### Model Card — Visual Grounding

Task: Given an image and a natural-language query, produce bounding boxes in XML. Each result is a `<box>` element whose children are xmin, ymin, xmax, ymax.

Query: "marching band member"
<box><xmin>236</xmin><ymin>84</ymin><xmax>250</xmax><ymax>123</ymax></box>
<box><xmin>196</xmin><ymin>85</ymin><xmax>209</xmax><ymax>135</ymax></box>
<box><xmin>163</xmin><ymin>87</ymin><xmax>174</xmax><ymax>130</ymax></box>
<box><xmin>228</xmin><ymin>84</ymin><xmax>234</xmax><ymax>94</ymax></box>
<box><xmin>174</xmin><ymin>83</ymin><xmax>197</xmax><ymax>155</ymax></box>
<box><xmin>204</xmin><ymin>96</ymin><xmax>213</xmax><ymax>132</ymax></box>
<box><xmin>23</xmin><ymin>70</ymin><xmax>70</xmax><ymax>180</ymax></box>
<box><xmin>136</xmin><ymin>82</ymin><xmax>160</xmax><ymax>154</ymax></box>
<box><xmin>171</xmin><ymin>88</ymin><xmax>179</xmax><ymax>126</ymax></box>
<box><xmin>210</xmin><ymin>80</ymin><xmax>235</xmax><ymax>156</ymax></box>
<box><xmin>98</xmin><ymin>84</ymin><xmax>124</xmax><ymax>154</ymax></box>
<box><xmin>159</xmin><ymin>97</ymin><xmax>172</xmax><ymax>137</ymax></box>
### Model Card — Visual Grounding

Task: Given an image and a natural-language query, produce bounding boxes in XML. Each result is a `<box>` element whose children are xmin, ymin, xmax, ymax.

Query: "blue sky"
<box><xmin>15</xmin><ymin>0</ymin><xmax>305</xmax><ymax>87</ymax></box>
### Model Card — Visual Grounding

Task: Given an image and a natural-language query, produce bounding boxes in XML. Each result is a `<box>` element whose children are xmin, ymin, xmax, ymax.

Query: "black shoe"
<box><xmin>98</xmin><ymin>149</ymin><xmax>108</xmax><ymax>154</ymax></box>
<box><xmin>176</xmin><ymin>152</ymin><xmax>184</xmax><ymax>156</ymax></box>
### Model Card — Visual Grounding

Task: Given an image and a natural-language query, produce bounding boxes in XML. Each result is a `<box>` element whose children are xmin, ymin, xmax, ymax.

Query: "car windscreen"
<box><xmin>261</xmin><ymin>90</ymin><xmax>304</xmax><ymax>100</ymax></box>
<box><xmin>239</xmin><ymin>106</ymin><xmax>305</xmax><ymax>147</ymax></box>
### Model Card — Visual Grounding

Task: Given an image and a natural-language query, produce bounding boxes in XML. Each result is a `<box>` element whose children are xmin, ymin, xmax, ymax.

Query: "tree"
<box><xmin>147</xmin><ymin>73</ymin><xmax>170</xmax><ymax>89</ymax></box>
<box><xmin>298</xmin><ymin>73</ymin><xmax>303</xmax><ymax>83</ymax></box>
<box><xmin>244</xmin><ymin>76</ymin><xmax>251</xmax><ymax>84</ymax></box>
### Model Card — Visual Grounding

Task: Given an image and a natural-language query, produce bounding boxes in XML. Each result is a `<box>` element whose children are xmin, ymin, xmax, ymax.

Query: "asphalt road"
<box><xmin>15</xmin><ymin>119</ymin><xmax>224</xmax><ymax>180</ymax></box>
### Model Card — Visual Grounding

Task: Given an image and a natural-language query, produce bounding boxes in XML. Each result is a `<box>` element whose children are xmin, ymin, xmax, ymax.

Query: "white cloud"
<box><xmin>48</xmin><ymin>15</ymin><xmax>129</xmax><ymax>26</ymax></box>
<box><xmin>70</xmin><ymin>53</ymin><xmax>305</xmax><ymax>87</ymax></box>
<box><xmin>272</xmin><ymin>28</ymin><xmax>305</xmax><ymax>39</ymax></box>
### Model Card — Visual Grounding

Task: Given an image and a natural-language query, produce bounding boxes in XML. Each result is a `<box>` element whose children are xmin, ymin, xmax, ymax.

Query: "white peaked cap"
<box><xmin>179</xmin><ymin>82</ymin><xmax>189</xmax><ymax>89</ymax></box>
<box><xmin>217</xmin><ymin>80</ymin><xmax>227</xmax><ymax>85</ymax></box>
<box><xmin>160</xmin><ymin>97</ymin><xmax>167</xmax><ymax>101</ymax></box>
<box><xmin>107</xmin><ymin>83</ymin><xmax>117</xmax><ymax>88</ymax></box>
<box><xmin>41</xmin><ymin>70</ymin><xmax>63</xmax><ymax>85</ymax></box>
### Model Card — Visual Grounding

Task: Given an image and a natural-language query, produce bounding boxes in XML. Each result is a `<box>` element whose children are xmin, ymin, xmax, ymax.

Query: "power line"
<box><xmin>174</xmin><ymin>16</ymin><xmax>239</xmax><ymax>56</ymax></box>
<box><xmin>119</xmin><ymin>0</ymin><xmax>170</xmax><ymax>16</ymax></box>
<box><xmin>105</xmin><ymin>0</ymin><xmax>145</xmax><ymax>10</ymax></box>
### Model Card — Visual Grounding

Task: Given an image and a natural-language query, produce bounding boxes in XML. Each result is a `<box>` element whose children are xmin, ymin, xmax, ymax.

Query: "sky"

> _The request_: How many lines in the items above contain the string "white", counting only matches with the same case? Reply with the number alone.

> _The result_: 2